===== Available records =====
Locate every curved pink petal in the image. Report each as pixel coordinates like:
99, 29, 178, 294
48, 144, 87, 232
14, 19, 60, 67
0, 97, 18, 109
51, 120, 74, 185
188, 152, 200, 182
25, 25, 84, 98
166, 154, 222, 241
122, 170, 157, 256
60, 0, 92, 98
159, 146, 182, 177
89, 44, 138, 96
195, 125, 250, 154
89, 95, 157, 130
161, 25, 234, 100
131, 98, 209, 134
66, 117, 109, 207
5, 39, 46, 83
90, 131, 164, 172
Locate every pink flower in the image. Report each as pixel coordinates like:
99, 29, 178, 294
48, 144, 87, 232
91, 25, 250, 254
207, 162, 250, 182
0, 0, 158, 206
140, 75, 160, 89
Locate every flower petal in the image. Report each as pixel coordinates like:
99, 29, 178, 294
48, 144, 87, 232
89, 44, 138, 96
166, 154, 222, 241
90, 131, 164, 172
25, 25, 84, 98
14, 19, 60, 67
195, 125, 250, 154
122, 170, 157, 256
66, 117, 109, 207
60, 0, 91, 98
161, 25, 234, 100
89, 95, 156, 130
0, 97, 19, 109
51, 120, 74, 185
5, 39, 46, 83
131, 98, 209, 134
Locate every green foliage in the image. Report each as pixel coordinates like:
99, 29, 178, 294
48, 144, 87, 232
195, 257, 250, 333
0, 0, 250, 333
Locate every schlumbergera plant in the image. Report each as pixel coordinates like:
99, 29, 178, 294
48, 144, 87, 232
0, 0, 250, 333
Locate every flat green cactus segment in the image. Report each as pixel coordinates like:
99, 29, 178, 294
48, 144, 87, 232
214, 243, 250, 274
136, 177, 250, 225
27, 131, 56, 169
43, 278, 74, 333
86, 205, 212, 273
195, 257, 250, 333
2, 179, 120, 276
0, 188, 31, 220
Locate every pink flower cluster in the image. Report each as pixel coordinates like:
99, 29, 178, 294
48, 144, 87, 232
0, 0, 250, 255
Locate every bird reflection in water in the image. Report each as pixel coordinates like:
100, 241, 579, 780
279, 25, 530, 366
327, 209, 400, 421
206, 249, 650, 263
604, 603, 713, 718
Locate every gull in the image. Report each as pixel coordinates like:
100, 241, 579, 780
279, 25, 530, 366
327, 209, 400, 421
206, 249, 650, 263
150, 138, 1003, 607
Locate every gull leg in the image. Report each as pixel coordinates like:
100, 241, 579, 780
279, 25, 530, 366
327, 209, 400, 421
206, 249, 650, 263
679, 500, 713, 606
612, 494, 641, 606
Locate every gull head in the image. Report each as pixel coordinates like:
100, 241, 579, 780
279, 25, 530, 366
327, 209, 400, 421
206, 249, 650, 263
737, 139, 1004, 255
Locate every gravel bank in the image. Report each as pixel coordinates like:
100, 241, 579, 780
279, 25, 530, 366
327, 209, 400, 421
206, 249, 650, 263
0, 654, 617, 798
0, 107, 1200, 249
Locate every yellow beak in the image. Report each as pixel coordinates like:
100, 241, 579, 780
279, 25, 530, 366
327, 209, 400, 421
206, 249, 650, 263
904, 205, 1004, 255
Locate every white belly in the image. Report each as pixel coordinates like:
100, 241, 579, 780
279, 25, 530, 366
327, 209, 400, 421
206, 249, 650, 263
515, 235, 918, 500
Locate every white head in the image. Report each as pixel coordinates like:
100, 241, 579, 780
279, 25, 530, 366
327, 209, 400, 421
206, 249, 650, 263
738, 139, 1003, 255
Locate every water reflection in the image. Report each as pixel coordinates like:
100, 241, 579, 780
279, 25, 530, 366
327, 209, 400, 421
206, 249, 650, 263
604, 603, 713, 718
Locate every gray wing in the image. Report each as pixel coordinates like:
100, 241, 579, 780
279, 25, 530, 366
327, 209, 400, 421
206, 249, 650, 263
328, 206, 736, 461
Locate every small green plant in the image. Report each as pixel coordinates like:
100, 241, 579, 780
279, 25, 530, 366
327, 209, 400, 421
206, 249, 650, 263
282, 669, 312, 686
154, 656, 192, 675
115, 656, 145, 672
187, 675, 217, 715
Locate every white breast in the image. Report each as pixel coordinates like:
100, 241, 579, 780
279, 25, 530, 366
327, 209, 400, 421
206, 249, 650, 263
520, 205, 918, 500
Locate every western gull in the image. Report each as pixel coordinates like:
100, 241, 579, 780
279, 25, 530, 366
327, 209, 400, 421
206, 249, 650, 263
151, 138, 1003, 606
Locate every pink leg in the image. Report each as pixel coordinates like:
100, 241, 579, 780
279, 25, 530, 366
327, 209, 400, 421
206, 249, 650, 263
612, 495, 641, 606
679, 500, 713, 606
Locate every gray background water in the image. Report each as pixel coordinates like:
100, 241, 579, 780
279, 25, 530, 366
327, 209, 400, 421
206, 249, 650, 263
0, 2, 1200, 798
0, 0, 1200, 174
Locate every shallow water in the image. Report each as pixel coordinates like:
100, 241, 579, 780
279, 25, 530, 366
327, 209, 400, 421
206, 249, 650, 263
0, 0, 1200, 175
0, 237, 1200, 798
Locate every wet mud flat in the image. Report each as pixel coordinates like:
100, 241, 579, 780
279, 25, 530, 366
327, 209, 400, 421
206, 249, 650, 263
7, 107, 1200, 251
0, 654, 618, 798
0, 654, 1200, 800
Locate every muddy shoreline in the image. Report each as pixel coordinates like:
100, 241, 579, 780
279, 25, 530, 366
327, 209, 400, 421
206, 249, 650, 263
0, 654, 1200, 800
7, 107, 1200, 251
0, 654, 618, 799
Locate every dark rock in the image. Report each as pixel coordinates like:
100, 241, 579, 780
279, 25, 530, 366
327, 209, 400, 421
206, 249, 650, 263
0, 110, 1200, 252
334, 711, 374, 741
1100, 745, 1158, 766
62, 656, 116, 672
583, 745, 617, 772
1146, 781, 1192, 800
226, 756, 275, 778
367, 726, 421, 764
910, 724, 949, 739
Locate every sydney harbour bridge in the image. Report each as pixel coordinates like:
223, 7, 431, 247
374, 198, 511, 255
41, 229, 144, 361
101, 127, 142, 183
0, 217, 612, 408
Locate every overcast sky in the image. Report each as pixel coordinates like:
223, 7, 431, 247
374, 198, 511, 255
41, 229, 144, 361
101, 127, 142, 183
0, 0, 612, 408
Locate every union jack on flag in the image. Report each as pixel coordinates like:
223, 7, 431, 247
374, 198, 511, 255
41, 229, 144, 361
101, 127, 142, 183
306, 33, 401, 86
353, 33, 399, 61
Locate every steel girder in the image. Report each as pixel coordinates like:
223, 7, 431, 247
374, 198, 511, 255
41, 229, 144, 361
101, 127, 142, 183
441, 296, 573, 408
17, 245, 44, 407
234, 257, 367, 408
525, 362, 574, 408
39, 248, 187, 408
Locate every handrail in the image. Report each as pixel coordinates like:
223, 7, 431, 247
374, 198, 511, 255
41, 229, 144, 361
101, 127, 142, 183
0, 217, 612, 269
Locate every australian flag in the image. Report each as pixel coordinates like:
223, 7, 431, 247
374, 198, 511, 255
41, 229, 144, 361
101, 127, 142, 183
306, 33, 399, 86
=====
* _Stated problem_:
Please rewrite the rows in the stretch from the line containing "Locate every gull in" through the line containing "612, 494, 641, 606", changing "gull" to "seabird" and leaving everything else as it is.

* _Task answer_:
Locate every seabird in the image. Report each as pixel coordinates like:
100, 241, 579, 780
279, 25, 530, 366
327, 209, 400, 421
206, 249, 650, 263
150, 138, 1003, 607
Locate every seabird leg in the image. Report each as pixel coordinates like:
100, 241, 579, 780
279, 25, 530, 366
327, 209, 400, 421
206, 249, 650, 263
679, 500, 713, 606
612, 494, 641, 606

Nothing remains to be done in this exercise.